===== LISTED RECORDS

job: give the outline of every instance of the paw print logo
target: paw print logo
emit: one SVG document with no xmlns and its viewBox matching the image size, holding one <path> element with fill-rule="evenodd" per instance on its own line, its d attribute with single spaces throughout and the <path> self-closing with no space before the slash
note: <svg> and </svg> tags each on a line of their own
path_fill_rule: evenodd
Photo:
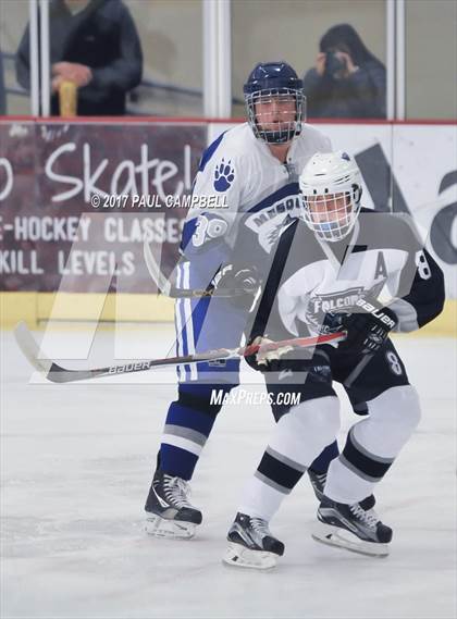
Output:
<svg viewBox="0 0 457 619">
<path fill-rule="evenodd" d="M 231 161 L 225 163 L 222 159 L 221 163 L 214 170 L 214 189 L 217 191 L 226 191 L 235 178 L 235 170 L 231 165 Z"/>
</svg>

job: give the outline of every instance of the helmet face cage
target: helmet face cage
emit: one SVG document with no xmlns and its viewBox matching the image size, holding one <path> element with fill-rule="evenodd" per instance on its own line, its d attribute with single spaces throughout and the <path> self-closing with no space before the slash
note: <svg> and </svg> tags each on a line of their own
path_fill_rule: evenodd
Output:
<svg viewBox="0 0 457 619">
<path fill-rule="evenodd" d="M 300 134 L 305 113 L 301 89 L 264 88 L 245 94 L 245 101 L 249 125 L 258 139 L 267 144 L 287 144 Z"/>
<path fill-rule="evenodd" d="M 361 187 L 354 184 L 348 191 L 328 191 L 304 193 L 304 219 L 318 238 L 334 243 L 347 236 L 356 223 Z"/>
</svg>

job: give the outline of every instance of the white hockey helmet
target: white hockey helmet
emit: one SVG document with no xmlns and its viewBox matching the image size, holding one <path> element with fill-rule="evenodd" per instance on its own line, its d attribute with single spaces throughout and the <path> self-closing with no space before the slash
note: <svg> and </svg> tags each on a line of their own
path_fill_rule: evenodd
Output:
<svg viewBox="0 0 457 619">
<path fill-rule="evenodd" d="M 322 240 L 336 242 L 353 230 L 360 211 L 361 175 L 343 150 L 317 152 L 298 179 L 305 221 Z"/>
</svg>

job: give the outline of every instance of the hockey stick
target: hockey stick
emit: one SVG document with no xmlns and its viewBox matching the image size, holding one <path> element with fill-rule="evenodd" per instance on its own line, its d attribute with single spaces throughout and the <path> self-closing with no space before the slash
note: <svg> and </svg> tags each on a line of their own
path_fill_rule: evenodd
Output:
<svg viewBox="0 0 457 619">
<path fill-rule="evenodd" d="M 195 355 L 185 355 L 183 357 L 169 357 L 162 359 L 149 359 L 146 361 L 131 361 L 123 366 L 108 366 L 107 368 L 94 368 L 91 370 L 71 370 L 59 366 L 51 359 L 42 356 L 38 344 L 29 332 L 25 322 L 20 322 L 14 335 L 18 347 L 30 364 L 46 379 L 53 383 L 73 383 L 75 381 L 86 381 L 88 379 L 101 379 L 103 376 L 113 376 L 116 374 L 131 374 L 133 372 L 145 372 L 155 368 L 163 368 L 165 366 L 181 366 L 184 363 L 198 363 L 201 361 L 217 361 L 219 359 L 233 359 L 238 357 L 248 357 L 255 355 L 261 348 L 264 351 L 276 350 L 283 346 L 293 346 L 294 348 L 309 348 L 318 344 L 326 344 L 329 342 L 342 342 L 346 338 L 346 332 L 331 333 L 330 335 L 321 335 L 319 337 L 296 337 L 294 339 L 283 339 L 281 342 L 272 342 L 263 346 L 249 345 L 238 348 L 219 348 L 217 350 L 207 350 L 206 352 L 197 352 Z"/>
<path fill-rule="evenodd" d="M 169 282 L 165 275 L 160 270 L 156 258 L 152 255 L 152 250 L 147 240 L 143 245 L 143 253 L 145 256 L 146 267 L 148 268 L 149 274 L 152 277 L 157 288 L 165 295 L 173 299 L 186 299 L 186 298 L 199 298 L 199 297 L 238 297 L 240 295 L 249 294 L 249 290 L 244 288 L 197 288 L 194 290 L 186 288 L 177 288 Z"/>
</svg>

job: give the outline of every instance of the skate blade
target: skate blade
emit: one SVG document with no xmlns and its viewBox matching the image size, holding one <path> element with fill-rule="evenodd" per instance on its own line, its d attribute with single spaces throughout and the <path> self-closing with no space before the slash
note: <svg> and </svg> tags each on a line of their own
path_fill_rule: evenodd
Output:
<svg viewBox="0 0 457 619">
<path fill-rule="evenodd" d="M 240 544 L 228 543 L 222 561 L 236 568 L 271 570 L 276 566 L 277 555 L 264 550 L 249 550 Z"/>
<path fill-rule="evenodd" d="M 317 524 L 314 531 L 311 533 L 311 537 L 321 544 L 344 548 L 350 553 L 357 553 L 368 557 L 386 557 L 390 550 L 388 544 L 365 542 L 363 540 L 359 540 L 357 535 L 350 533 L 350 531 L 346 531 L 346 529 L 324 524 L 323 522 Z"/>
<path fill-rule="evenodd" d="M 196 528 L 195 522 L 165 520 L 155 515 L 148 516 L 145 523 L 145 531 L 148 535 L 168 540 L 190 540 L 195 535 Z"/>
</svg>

==========

THE REQUEST: Restate the data above word for word. Do not include the images.

PROBLEM SOLUTION:
job: give the outline of every instance of the paw print logo
target: paw print logo
emit: one SVG document with no xmlns and its viewBox matching the image size, holding one <path> element with fill-rule="evenodd" per instance on its own line, its d attribute with single spaces throughout and the <path> self-closing with no space before the slash
note: <svg> and </svg> tags each on a line of their own
path_fill_rule: evenodd
Photo:
Output:
<svg viewBox="0 0 457 619">
<path fill-rule="evenodd" d="M 231 161 L 225 163 L 222 159 L 221 163 L 214 170 L 214 189 L 217 191 L 226 191 L 235 178 L 235 170 L 231 165 Z"/>
</svg>

job: give the outline of every instance of the helmet face cage
target: helmet face cage
emit: one SVG document with no xmlns and its viewBox matching the image size, holding one <path> element with fill-rule="evenodd" per instance on its own line, its d attribute with single spaces throughout and the <path> self-closing with no space before the slash
note: <svg> and </svg> tags each on a line of their own
path_fill_rule: evenodd
Output:
<svg viewBox="0 0 457 619">
<path fill-rule="evenodd" d="M 300 134 L 305 113 L 301 89 L 264 88 L 245 94 L 245 101 L 249 125 L 258 139 L 267 144 L 287 144 Z"/>
<path fill-rule="evenodd" d="M 361 187 L 354 184 L 348 191 L 328 191 L 304 193 L 304 219 L 318 238 L 334 243 L 347 236 L 356 223 Z"/>
</svg>

job: give the outline of every instance of the white hockey helmet
target: white hockey helmet
emit: one SVG document with no xmlns and its viewBox matching the image size, holding one <path> element with fill-rule="evenodd" per instance on its own line, its d attribute with single spaces throughout and the <path> self-closing with no space before the slash
note: <svg> and </svg> tags each on a line of their own
path_fill_rule: evenodd
Output:
<svg viewBox="0 0 457 619">
<path fill-rule="evenodd" d="M 322 240 L 336 242 L 353 230 L 360 211 L 361 175 L 343 150 L 317 152 L 298 179 L 305 221 Z"/>
</svg>

job: give the outline of every instance of the hockey stick
target: hockey stick
emit: one SVG document with no xmlns and its viewBox matching the image size, holding one <path> element with fill-rule="evenodd" per instance on its own line, its d attribute with single spaces throughout and the <path> self-closing with no space before the slash
note: <svg> and </svg> tags each on a line of their own
path_fill_rule: evenodd
Output:
<svg viewBox="0 0 457 619">
<path fill-rule="evenodd" d="M 195 355 L 185 355 L 183 357 L 169 357 L 162 359 L 149 359 L 146 361 L 131 361 L 123 366 L 108 366 L 107 368 L 94 368 L 91 370 L 71 370 L 59 366 L 51 359 L 42 356 L 38 344 L 29 332 L 25 322 L 20 322 L 14 335 L 18 347 L 30 364 L 46 379 L 53 383 L 73 383 L 75 381 L 86 381 L 88 379 L 101 379 L 103 376 L 113 376 L 116 374 L 131 374 L 133 372 L 145 372 L 155 368 L 163 368 L 165 366 L 181 366 L 184 363 L 198 363 L 201 361 L 217 361 L 219 359 L 233 359 L 238 357 L 248 357 L 255 355 L 261 348 L 264 351 L 276 350 L 283 346 L 293 346 L 294 348 L 309 348 L 318 344 L 326 344 L 329 342 L 342 342 L 346 338 L 346 332 L 331 333 L 330 335 L 321 335 L 319 337 L 296 337 L 294 339 L 283 339 L 281 342 L 272 342 L 263 346 L 249 345 L 238 348 L 219 348 L 217 350 L 207 350 L 206 352 L 197 352 Z"/>
<path fill-rule="evenodd" d="M 169 282 L 165 275 L 160 270 L 156 258 L 152 255 L 152 250 L 147 240 L 143 245 L 143 253 L 145 256 L 146 267 L 148 268 L 149 274 L 152 277 L 157 288 L 165 295 L 173 299 L 186 299 L 186 298 L 199 298 L 199 297 L 238 297 L 240 295 L 249 294 L 249 290 L 244 288 L 197 288 L 194 290 L 186 288 L 177 288 Z"/>
</svg>

job: give the outline of every instance of the skate blade
target: skate blade
emit: one SVG document with no xmlns and its viewBox matching the image size, holding one <path> element with fill-rule="evenodd" per instance on its own line, its d attribute with single spaces throughout and the <path> self-closing with no space before the slash
note: <svg> and </svg> tags each on a line of their own
path_fill_rule: evenodd
Output:
<svg viewBox="0 0 457 619">
<path fill-rule="evenodd" d="M 240 544 L 228 543 L 222 561 L 236 568 L 271 570 L 276 566 L 277 555 L 264 550 L 249 550 Z"/>
<path fill-rule="evenodd" d="M 317 524 L 314 531 L 311 533 L 311 537 L 321 544 L 344 548 L 350 553 L 357 553 L 368 557 L 386 557 L 390 550 L 388 544 L 365 542 L 363 540 L 359 540 L 357 535 L 350 533 L 350 531 L 346 531 L 346 529 L 324 524 L 323 522 Z"/>
<path fill-rule="evenodd" d="M 196 528 L 195 522 L 165 520 L 155 515 L 148 516 L 145 523 L 145 531 L 148 535 L 168 540 L 190 540 L 195 535 Z"/>
</svg>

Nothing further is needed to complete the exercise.